§ **Problem set**
1. According to the Solon Bixler biography, at what age did he start playing drums?
2. Copy the part of the Solon Bixler biography between "He was born" and "age of four.", inclusive.
3. Proceed with the Solon Bixler biography, continuing after its final sentence.

§ **Page excerpt**
Content starts

Background information
- Born: January 4, 1977 (age 49) Fresno, California, U.S.
- Genres: Alternative rock; indie rock;
- Instruments: Vocals; guitar; bass; keyboards; drums; percussion;
- Years active: 1992–present
- Member of: Great Northern
- Formerly of: Thirty Seconds to Mars; Earlimart;

= Solon Bixler =

American indie rock musician

Solon Ben Bixler (born January 4, 1977) is an American indie rock musician. He was the guitarist for the bands Thirty Seconds to Mars (2001–2003) and Earlimart. He is currently the lead male vocal and guitar player in the band Great Northern.

==Early life==

He was born Solon Ben Bixler to a musically inclined family, whose musical past included a band called The Wild Blue Yonder, which included his parents and uncle. Solon started to play drums at the age of four.

Music was heavily involved in Solon and his brother's lives. His mother died in the late 1980s. His father later remarried and had another child.

Content ends

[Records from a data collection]
Content starts

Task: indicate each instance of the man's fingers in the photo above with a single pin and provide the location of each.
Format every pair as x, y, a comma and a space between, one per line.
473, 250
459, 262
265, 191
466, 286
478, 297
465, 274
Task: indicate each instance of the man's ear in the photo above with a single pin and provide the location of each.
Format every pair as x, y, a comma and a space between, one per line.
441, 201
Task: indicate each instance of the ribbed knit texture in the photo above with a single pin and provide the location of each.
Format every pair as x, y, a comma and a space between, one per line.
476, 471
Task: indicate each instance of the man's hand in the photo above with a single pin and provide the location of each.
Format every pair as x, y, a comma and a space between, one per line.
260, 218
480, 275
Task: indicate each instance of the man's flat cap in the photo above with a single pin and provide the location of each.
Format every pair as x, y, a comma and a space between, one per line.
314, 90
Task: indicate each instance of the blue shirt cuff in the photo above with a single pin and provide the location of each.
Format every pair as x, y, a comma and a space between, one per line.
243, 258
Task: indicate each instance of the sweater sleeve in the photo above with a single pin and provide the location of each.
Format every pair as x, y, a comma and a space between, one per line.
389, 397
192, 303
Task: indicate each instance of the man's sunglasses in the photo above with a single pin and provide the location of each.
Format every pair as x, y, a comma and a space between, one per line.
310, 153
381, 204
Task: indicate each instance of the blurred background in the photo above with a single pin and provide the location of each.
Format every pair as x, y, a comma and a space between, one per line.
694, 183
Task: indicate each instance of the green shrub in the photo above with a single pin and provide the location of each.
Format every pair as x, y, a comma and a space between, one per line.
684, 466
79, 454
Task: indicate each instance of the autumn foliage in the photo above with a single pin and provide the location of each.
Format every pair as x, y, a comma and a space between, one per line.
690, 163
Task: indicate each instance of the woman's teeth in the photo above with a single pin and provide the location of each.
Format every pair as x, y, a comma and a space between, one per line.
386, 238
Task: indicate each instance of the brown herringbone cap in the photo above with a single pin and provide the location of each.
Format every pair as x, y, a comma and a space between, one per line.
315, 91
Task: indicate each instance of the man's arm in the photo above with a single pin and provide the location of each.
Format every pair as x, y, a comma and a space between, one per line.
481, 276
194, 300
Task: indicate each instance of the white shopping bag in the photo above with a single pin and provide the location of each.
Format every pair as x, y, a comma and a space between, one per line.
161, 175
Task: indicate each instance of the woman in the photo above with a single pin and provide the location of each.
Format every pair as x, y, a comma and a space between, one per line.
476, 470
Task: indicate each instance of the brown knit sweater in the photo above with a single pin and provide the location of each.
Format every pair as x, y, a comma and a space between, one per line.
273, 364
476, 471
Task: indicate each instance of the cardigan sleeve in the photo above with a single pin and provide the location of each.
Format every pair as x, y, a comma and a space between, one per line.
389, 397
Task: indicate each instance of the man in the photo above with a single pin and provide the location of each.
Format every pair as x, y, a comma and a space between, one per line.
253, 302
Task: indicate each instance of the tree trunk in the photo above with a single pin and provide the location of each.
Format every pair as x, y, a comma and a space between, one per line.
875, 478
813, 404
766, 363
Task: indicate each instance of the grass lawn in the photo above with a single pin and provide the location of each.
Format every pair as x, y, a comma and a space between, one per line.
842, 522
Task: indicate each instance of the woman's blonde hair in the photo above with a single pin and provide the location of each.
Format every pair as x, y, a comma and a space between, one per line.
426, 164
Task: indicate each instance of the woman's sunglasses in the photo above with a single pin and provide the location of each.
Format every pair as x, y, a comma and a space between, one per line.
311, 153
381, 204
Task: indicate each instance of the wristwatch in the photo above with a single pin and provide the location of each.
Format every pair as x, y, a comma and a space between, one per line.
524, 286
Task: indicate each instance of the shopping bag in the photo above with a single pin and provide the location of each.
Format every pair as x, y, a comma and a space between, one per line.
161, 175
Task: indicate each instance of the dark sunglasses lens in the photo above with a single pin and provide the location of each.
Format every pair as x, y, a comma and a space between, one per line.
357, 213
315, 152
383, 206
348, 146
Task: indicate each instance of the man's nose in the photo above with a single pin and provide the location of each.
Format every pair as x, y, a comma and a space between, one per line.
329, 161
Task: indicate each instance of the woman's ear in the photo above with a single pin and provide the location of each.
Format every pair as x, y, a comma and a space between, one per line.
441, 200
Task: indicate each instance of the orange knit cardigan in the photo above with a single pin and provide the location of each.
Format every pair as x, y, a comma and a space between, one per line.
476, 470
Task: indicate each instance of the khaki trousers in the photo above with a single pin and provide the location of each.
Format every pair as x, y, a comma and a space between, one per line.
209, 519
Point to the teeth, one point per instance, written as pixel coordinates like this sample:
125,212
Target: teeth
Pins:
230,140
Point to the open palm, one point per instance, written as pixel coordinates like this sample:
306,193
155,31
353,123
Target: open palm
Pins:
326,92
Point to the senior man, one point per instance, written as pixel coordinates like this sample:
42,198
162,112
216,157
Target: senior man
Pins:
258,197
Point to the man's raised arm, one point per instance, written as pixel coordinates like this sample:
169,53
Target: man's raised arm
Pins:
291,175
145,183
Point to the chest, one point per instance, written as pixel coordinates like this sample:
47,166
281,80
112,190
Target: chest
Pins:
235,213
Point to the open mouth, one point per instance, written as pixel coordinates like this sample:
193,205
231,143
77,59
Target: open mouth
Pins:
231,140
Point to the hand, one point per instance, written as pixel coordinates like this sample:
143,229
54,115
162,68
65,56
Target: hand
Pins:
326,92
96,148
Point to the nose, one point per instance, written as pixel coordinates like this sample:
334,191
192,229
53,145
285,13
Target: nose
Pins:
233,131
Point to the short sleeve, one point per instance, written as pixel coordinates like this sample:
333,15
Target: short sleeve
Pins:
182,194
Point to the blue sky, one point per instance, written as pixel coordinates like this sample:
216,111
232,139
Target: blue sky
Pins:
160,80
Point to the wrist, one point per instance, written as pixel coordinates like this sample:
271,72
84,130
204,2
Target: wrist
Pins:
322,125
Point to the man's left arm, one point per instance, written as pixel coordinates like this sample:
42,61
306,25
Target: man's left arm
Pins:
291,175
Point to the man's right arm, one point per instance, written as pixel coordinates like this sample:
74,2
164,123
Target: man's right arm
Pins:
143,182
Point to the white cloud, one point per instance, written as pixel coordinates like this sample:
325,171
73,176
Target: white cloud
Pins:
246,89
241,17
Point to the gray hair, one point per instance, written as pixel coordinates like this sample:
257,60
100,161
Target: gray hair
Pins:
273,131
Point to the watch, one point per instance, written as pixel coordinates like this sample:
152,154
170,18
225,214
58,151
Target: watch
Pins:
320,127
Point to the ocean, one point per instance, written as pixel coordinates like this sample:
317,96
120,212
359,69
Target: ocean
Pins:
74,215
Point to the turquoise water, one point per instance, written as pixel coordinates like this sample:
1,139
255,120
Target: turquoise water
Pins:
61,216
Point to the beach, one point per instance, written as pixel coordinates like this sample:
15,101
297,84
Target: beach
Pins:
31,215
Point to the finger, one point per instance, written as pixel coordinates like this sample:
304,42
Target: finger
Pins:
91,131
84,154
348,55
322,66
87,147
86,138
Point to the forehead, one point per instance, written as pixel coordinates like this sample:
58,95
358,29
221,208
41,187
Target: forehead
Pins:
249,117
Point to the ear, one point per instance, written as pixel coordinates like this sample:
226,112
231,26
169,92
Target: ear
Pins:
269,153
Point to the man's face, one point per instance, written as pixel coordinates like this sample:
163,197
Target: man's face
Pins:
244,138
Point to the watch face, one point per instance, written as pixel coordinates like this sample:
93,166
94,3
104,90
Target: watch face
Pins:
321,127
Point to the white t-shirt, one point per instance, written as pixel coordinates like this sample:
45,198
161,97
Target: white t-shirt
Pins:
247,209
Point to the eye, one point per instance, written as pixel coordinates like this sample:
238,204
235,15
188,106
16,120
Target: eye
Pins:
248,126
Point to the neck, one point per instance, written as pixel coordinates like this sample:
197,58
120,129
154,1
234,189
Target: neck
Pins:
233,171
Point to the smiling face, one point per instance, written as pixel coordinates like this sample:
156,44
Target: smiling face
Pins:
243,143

Content ends
Content starts

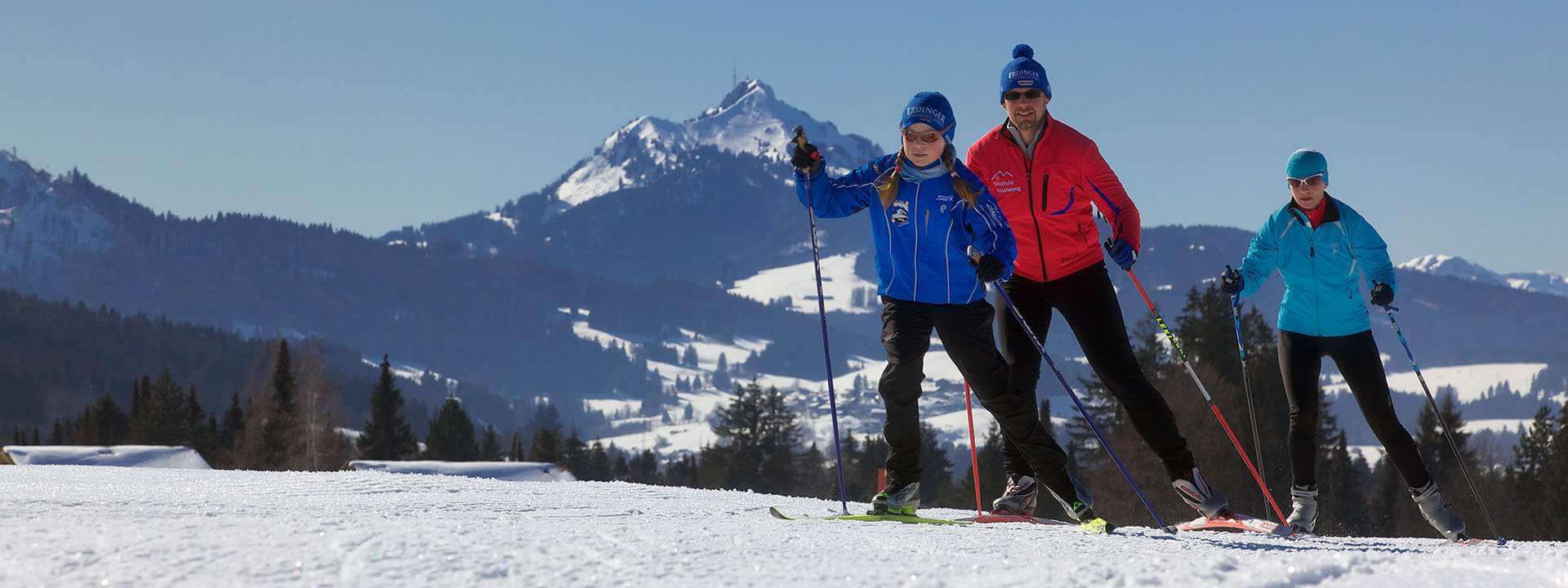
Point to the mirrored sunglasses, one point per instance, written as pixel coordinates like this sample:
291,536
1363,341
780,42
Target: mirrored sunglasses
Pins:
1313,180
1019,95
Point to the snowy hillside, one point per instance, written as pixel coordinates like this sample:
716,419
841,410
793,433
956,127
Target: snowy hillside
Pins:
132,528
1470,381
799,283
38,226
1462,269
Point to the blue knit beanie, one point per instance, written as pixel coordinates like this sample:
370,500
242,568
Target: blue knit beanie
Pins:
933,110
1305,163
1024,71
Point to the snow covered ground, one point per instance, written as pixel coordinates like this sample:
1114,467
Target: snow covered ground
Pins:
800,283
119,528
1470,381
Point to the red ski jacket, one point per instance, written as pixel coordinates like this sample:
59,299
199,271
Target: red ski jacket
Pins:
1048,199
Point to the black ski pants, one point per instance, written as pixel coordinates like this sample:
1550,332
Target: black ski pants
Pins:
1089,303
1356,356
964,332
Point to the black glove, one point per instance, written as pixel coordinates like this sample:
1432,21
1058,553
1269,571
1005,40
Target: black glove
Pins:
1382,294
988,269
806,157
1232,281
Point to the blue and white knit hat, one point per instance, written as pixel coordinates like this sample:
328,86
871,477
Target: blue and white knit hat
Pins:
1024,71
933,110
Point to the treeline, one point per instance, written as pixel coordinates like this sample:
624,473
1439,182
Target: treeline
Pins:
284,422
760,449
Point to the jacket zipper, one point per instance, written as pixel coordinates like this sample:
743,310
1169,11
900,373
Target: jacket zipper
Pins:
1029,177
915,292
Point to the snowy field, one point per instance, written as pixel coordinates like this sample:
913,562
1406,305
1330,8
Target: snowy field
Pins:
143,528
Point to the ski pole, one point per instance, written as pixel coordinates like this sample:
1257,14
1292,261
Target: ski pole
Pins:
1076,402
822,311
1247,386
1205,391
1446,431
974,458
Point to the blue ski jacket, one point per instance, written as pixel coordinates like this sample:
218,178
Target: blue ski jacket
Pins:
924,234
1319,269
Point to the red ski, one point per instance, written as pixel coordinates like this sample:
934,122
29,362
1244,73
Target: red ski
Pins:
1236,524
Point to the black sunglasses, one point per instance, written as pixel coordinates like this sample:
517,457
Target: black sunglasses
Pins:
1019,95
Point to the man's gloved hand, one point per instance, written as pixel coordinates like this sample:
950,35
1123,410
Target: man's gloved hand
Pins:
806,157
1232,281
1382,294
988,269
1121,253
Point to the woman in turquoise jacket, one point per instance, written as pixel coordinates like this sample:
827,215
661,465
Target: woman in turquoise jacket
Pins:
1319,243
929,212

Content ends

§ **Answers below**
1. He started playing drums at the age of four.

2.
He was born Solon Ben Bixler to a musically inclined family, whose musical past included a band called The Wild Blue Yonder, which included his parents and uncle. Solon started to play drums at the age of four.

3.
On October 11, 2014, he married Rachel Stolte.

==Music==

In 2001, Solon joined Thirty Seconds to Mars playing guitar. He left the band in 2003 due to issues related to touring. Since 30 Seconds to Mars, Solon has played in a revolving array of bands such as All Smiles, Earlimart and Sea Wolf.

Over the years Solon and Rachel Stolte had been trading music recorded on their own four-track recorders. Eventually this led to creation of Great Northern. Solon, in order to get a band together, asked Davey Latter to join. Latter originally played bass guitar but later moved to drums when Ashley Dzerigian joined.